··· WORKING DATA

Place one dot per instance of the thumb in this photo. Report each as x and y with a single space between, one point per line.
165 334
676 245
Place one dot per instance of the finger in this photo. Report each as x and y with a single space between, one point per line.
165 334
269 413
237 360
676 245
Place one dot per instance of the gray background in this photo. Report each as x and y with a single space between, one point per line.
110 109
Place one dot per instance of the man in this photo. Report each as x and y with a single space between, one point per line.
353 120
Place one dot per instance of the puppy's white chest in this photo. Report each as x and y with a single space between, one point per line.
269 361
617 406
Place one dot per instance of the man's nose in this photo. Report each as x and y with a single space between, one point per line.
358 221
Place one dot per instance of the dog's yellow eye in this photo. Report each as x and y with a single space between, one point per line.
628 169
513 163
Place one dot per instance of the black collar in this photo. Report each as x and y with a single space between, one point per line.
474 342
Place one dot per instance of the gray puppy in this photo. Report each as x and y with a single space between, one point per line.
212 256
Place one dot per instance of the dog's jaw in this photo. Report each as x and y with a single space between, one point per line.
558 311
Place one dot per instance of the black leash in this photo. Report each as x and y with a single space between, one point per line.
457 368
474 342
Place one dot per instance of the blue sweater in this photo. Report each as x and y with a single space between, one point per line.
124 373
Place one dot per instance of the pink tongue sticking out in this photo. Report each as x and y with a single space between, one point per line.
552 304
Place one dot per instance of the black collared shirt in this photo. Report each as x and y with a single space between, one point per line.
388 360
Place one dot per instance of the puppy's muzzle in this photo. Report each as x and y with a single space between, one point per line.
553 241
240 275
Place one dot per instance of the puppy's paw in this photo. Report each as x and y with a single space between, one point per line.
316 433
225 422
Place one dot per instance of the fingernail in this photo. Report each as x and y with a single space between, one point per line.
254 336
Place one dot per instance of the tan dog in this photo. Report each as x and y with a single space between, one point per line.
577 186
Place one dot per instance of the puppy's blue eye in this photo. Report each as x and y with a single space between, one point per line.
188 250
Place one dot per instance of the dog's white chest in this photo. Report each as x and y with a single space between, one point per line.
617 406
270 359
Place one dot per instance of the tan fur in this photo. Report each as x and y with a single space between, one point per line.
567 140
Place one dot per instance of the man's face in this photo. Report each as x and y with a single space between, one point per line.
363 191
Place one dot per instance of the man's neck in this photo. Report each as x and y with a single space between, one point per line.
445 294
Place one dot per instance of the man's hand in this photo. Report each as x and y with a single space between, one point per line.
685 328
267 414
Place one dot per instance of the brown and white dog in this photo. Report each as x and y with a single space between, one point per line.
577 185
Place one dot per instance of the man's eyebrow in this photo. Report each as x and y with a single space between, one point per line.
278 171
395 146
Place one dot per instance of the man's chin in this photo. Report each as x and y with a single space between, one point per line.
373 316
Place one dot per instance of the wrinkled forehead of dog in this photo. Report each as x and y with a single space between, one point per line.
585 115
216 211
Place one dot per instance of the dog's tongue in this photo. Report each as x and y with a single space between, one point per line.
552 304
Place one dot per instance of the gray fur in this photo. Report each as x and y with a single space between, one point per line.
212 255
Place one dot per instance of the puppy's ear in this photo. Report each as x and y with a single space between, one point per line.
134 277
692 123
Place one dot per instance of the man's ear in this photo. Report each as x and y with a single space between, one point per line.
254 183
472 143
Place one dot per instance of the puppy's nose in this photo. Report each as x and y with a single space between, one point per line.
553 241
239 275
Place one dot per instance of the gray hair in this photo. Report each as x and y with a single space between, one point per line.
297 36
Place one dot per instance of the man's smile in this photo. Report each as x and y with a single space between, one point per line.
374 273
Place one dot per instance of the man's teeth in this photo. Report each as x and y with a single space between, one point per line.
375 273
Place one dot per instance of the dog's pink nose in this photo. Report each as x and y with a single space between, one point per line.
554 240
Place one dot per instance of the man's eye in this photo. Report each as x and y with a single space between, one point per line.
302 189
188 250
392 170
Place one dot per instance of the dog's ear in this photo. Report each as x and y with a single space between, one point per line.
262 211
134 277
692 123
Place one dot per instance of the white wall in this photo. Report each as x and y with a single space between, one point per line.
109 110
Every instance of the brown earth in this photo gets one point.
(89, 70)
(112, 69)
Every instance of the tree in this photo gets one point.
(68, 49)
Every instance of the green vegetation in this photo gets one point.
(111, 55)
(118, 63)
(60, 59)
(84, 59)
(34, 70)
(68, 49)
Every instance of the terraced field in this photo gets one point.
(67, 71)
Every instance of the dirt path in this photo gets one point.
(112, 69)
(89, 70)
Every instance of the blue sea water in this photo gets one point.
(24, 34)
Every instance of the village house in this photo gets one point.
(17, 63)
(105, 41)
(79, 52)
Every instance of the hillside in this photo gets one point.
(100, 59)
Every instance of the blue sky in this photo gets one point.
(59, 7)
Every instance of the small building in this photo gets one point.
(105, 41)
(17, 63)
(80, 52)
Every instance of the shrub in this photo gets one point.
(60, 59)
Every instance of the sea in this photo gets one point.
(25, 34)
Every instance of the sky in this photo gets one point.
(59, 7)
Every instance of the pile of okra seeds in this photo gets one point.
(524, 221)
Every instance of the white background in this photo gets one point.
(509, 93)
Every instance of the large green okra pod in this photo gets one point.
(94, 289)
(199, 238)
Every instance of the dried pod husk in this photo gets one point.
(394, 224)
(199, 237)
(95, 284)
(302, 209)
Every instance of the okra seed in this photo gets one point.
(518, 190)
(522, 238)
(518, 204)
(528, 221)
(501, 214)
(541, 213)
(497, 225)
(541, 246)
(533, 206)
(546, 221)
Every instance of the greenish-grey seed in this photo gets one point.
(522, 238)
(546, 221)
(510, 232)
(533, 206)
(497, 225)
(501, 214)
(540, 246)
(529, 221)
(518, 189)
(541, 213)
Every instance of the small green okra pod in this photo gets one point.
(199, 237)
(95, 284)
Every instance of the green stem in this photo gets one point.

······

▶ YOUR TASK: Would you restate word for word every line from the one holding "Every instance of the small building" to the end of the entries, both ends included?

▶ ANSWER TO THE EXERCISE:
Every instance of the small building in this photo gets one point.
(105, 41)
(17, 63)
(80, 52)
Every instance of the shrub in this photo gets one point.
(60, 59)
Every instance of the sea in this photo gets one point.
(25, 34)
Every instance of the sky in this photo gets one point.
(59, 7)
Every instance of the pile of okra seeds in this photo gets one point.
(524, 221)
Every instance of the white background in this photo gets one point.
(509, 93)
Every instance of the large green okra pod in this photo gets one point.
(94, 289)
(199, 238)
Every instance of the dried pod husk in this photo gets one point.
(394, 224)
(199, 237)
(95, 284)
(302, 209)
Every instance of the okra seed in this photo gets one point.
(518, 190)
(522, 238)
(518, 204)
(528, 221)
(501, 214)
(541, 213)
(497, 225)
(541, 246)
(533, 206)
(546, 221)
Every instance of the greenish-grey seed in this photo gets one point.
(522, 238)
(546, 221)
(510, 232)
(533, 206)
(497, 225)
(501, 214)
(540, 246)
(529, 221)
(518, 189)
(541, 213)
Every instance of the small green okra pod in this photo gets one point.
(199, 237)
(95, 284)
Every instance of the green stem in this photo gets one point.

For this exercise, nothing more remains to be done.